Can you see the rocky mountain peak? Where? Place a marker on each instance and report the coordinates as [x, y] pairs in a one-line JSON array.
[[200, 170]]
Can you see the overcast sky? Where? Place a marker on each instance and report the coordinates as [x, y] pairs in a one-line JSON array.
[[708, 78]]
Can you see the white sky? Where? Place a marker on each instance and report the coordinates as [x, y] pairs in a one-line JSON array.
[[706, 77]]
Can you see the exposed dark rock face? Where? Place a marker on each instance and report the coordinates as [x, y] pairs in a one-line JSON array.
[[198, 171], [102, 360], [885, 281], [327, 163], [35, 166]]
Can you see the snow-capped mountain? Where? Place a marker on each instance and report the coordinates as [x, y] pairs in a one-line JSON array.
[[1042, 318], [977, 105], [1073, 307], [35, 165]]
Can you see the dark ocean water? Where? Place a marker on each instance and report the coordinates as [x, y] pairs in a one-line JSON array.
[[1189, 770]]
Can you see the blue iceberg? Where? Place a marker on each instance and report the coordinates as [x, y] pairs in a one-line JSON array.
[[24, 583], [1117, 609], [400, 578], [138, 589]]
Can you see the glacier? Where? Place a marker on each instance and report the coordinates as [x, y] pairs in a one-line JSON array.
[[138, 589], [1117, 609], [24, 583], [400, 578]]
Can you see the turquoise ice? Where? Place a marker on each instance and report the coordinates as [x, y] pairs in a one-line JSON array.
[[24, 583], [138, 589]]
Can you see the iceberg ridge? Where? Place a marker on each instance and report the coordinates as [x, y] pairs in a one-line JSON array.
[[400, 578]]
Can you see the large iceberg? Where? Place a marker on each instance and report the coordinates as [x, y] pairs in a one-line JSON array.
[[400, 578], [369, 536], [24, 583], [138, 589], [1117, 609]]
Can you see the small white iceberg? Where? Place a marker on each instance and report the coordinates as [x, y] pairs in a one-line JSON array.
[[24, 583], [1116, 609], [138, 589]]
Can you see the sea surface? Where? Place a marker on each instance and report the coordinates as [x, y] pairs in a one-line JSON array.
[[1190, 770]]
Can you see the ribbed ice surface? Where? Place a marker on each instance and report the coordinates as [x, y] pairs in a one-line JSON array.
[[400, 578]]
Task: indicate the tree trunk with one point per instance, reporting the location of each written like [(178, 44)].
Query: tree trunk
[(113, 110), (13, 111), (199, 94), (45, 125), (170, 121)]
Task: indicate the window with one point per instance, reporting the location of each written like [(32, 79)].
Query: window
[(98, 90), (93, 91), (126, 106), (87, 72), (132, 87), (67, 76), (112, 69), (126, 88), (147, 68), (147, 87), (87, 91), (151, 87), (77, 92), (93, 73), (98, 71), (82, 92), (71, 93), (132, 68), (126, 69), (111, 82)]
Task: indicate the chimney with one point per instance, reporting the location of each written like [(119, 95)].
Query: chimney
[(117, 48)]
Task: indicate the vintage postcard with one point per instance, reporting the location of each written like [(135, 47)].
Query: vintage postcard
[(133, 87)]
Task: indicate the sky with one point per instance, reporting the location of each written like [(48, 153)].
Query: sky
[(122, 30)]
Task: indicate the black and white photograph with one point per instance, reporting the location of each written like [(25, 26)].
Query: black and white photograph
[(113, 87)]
----
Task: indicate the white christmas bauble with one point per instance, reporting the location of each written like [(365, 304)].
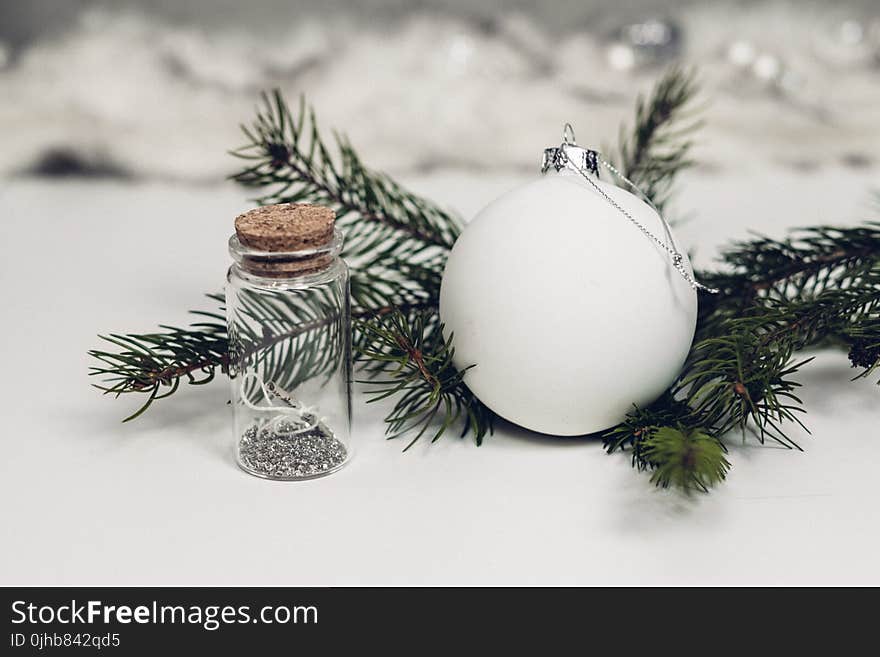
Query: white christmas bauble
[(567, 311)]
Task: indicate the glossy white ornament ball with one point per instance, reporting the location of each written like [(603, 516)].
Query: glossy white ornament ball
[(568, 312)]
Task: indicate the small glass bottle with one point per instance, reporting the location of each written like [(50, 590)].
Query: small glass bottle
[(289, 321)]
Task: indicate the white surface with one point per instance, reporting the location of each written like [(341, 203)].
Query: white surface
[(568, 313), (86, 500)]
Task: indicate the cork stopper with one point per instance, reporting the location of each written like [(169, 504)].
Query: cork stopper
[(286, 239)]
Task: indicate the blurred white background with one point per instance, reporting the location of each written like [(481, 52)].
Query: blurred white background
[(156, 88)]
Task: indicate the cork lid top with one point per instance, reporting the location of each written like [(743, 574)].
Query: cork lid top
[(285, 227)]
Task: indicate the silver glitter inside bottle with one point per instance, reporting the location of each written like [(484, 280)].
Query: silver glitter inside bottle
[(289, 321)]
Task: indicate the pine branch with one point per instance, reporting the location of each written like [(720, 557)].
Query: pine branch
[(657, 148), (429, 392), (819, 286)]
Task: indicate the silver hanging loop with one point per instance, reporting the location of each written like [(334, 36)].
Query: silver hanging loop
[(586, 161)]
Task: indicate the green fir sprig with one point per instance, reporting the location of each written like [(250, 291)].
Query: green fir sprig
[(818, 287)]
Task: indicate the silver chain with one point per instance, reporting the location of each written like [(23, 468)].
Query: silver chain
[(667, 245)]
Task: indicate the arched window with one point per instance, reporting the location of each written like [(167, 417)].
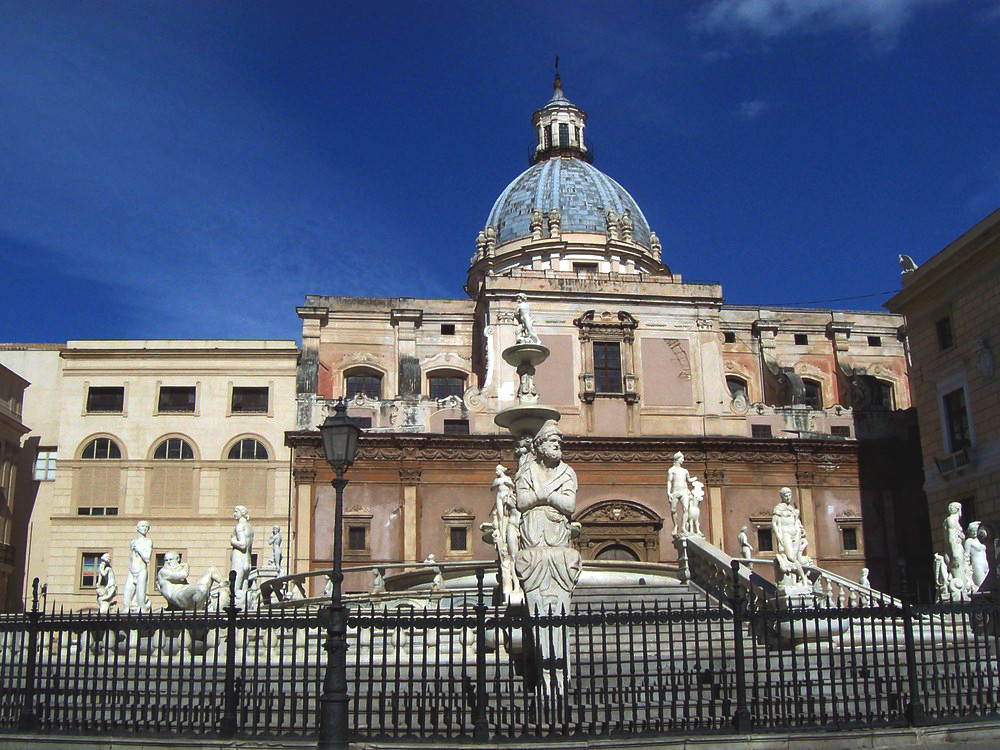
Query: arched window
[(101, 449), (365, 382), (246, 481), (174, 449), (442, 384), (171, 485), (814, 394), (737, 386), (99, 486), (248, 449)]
----
Give again, word for word, every line of the listing above from the one with "Task: indicate the white surface" to the one with "Task: indicate the cork stopper", both inclusive, and nothing beyond them.

Task: indicate the white surface with one point per instance, reporting the location of each written like [(341, 203)].
Query: white surface
[(568, 313), (86, 500)]
Task: indicate the cork stopper with one point per instance, reporting the location of each written like [(169, 504)].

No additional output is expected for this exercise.